> [PROVIDED INFORMATION]
## START

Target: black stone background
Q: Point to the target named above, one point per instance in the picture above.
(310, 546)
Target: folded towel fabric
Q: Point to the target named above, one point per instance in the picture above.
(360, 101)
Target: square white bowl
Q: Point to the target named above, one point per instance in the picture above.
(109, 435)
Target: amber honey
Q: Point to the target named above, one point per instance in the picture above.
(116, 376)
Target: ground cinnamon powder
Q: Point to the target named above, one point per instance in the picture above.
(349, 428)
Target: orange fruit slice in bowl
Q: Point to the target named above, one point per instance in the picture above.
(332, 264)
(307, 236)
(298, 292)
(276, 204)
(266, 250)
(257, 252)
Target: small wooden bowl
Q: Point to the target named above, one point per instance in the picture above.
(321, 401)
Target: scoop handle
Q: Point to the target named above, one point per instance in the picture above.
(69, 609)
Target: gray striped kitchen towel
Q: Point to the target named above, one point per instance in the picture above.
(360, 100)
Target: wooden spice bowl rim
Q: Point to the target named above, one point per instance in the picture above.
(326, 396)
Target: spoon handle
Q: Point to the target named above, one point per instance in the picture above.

## END
## START

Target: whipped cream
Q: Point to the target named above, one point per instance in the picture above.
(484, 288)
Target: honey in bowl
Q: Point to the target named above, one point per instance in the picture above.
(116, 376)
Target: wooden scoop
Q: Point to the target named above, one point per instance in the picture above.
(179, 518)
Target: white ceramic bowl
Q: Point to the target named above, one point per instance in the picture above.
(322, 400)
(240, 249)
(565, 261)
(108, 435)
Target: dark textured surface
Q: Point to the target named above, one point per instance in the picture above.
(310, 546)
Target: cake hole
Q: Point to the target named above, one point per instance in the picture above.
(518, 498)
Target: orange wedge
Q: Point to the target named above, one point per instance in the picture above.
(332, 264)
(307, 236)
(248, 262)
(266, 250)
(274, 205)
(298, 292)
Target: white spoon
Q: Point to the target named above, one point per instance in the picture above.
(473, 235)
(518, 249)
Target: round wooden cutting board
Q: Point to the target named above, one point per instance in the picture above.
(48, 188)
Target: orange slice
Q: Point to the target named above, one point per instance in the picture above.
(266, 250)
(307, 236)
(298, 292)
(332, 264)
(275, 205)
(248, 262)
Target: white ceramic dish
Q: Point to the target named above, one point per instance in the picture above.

## END

> [WHAT YOU SHOULD DO] List every line in the rows above that contains the word "white" and reproduce each one in full.

> [THE ANSWER]
Target: square white bowl
Target: white ceramic bowl
Target: white spoon
Target: white ceramic dish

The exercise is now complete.